WRITTEN EXERCISE:
Which lines in the entries below contain the word "dark"? Show each of them in full, treating uppercase and lowercase as different.

>> START SOURCE DATA

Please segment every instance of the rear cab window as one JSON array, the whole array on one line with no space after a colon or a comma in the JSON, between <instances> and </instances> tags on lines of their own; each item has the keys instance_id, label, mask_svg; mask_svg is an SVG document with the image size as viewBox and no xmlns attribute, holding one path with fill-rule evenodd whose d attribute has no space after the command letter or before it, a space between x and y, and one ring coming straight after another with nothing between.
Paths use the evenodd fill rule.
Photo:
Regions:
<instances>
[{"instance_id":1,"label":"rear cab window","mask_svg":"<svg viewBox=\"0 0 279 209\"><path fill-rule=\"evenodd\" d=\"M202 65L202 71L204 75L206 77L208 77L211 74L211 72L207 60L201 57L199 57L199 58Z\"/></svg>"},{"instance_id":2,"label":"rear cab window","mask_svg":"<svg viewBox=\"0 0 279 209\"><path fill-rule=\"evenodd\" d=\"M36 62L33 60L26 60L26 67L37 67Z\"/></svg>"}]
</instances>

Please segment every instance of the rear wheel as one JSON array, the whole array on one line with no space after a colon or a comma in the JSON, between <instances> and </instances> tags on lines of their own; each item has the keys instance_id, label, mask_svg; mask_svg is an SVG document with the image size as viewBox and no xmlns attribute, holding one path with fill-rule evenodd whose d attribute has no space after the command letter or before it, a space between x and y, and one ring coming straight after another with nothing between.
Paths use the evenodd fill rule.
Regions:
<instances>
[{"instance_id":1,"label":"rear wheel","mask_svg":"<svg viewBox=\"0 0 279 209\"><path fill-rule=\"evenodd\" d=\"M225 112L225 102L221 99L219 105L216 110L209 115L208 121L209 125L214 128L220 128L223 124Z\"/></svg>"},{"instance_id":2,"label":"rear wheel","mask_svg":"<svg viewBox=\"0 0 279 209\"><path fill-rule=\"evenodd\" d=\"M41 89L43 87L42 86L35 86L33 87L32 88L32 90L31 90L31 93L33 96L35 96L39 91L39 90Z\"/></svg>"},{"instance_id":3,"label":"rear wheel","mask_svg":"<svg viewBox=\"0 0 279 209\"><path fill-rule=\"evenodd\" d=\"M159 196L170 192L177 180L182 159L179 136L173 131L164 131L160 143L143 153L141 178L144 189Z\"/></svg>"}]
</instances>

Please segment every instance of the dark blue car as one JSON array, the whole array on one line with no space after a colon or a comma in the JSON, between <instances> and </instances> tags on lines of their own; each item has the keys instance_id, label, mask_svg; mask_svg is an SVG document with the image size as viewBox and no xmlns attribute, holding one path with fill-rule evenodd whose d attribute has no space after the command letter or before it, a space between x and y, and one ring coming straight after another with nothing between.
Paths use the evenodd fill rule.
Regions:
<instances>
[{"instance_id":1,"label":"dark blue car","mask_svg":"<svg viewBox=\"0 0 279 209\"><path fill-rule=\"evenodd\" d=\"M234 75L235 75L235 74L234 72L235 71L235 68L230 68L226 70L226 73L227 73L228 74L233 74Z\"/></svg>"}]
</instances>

>> END SOURCE DATA

RESULT:
Please segment every instance of the dark blue car as one JSON array, the whole array on one line with no space after a colon or a comma in the JSON, between <instances> and </instances> tags on lines of their own; each item has the keys instance_id, label, mask_svg; mask_svg is an SVG document with the image size as viewBox and no xmlns attribute, holding one path with fill-rule evenodd whose d attribute has no space after the command letter or before it, a space between x and y, and one ring coming straight after another with nothing between.
[{"instance_id":1,"label":"dark blue car","mask_svg":"<svg viewBox=\"0 0 279 209\"><path fill-rule=\"evenodd\" d=\"M234 75L235 75L235 74L234 72L235 71L235 68L230 68L226 70L226 73L227 73L228 74L233 74Z\"/></svg>"}]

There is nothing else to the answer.